EXERCISE DIRECTIONS
Show every line from the entries that follow which holds the word "exact".

RECORDS SUPPLIED
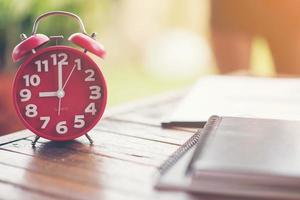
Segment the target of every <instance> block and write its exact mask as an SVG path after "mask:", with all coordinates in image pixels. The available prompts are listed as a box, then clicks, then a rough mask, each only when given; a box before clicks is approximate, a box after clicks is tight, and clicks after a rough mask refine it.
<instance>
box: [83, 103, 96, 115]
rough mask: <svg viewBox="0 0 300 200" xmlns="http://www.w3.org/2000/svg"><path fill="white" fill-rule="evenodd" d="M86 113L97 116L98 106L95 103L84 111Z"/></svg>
mask: <svg viewBox="0 0 300 200" xmlns="http://www.w3.org/2000/svg"><path fill="white" fill-rule="evenodd" d="M84 112H86V113H92V115H95V114H96V112H97V110H96V105H95V103H90V104H89V105H88V106H87V107H86V108H85V110H84Z"/></svg>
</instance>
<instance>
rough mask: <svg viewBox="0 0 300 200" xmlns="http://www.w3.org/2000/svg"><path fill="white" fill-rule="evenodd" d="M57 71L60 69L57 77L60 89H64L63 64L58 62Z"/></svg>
mask: <svg viewBox="0 0 300 200" xmlns="http://www.w3.org/2000/svg"><path fill="white" fill-rule="evenodd" d="M57 71H58V75H57V79H58V89H57V90H58V91H60V90H62V64H61V63H58V64H57Z"/></svg>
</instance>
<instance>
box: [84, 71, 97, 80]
mask: <svg viewBox="0 0 300 200" xmlns="http://www.w3.org/2000/svg"><path fill="white" fill-rule="evenodd" d="M84 72H85V73H86V74H88V76H87V77H86V78H85V79H84V81H95V78H94V75H95V71H94V70H92V69H87V70H85V71H84Z"/></svg>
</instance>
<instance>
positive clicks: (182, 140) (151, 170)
mask: <svg viewBox="0 0 300 200" xmlns="http://www.w3.org/2000/svg"><path fill="white" fill-rule="evenodd" d="M180 94H181V93H179V94H177V95H167V97H166V96H163V97H162V98H154V99H151V101H149V100H148V101H146V102H144V103H141V102H139V103H136V104H131V105H130V106H128V105H127V106H124V107H120V108H119V109H115V110H114V111H113V112H111V113H110V114H109V115H107V117H106V118H104V119H102V120H101V122H100V123H99V124H98V125H97V126H96V127H95V128H94V129H93V130H92V131H91V132H90V133H89V134H90V136H91V137H92V138H93V140H94V145H92V146H91V145H89V142H88V140H87V139H86V138H85V137H81V138H78V139H76V140H74V141H70V142H64V143H61V142H60V143H59V142H51V141H48V140H44V139H40V140H39V142H38V144H37V145H36V148H33V147H32V146H31V141H32V140H33V139H34V135H33V134H32V133H31V132H29V131H27V130H24V131H20V132H16V133H13V134H10V135H6V136H3V137H0V199H89V200H91V199H112V200H115V199H131V200H135V199H137V200H143V199H178V200H182V199H208V200H209V199H227V198H225V197H218V196H205V195H192V194H186V193H183V192H163V191H157V190H155V189H153V184H154V182H155V180H156V175H157V171H156V170H157V167H158V166H159V165H161V164H162V163H163V162H164V160H166V159H167V158H168V156H169V155H171V154H172V153H173V152H174V151H175V150H176V149H177V148H178V147H179V146H180V145H182V144H183V143H184V142H185V141H186V140H188V139H189V138H190V137H191V136H192V135H193V134H194V131H191V130H170V129H162V128H161V127H160V120H161V119H162V117H163V116H164V115H165V114H167V113H168V112H171V111H172V109H174V106H176V104H177V102H178V100H179V99H180V97H181V96H182V95H180Z"/></svg>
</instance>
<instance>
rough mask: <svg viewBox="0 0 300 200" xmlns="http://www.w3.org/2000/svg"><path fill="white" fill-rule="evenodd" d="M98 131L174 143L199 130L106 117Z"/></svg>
mask: <svg viewBox="0 0 300 200" xmlns="http://www.w3.org/2000/svg"><path fill="white" fill-rule="evenodd" d="M94 129H95V130H97V131H100V132H101V131H105V132H109V133H112V134H117V135H125V136H129V137H136V138H141V139H146V140H152V141H157V142H163V143H170V144H174V145H181V144H183V143H184V142H185V141H186V140H187V139H188V138H189V137H191V136H192V135H193V134H194V133H195V132H196V131H197V130H196V129H193V130H175V129H163V128H161V127H160V125H158V126H149V125H148V126H147V125H143V124H139V123H132V122H127V121H119V120H113V119H106V120H105V121H104V122H103V123H100V124H98V125H97V126H96V127H95V128H94Z"/></svg>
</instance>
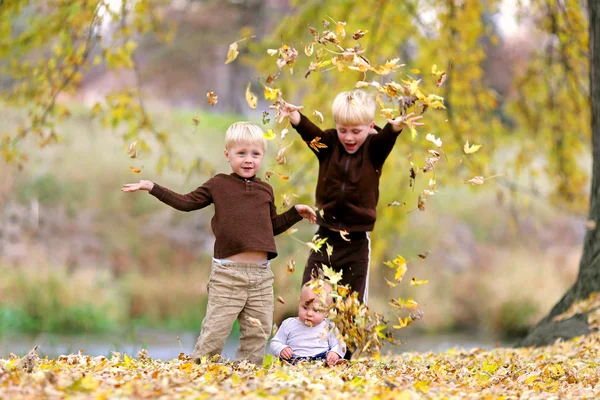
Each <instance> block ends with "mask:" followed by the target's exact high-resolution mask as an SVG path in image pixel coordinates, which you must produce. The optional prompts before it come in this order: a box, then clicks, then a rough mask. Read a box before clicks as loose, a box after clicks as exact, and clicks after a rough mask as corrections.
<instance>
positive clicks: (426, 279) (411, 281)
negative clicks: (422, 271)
mask: <svg viewBox="0 0 600 400" xmlns="http://www.w3.org/2000/svg"><path fill="white" fill-rule="evenodd" d="M426 283H429V281H428V280H427V279H423V280H421V281H420V280H418V279H417V278H412V279H411V281H410V285H411V286H421V285H424V284H426Z"/></svg>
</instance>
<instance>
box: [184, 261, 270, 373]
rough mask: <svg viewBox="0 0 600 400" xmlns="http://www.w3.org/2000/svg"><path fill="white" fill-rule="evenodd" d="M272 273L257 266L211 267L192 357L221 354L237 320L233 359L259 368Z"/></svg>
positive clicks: (255, 265)
mask: <svg viewBox="0 0 600 400" xmlns="http://www.w3.org/2000/svg"><path fill="white" fill-rule="evenodd" d="M273 278H274V276H273V272H272V271H271V268H270V267H268V266H265V265H260V264H244V263H227V264H218V263H214V262H213V264H212V271H211V273H210V277H209V279H208V285H207V290H208V305H207V307H206V316H205V317H204V320H203V321H202V330H201V332H200V337H199V338H198V342H197V343H196V346H195V347H194V351H193V353H192V358H193V359H194V360H198V359H200V358H202V357H203V356H208V357H210V356H213V355H215V354H221V352H222V351H223V347H224V346H225V341H226V340H227V337H228V336H229V334H230V333H231V328H232V327H233V323H234V322H235V320H236V319H237V320H238V321H239V324H240V332H241V337H240V347H239V348H238V350H237V352H236V355H235V357H236V359H238V360H242V359H245V360H248V361H250V362H252V363H254V364H256V365H259V366H260V365H262V362H263V357H264V354H265V345H266V344H267V340H268V339H269V336H270V334H271V326H272V324H273V307H274V303H273V280H274V279H273Z"/></svg>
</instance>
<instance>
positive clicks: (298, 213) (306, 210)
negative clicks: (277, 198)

TASK SOLUTION
Segment the target of every <instance> block and write its exact mask as an SVG path after "mask:", with all coordinates in image pixels. The available prompts are listed as a box, then clicks, then a rough mask, each only when given; a box before clicks is approximate, a box after clicks is tight, and clicks after a rough mask refine it.
Each <instance> block ends with "mask:" followed by the target's exact high-resolution mask as an SVG path in image pixel coordinates, which you must produce. The optional prompts before it come in this order: a box, then clicks, then a rough mask. Read a box before clicks as loose, a box after clicks as exact, and clicks after a rough mask as corrections.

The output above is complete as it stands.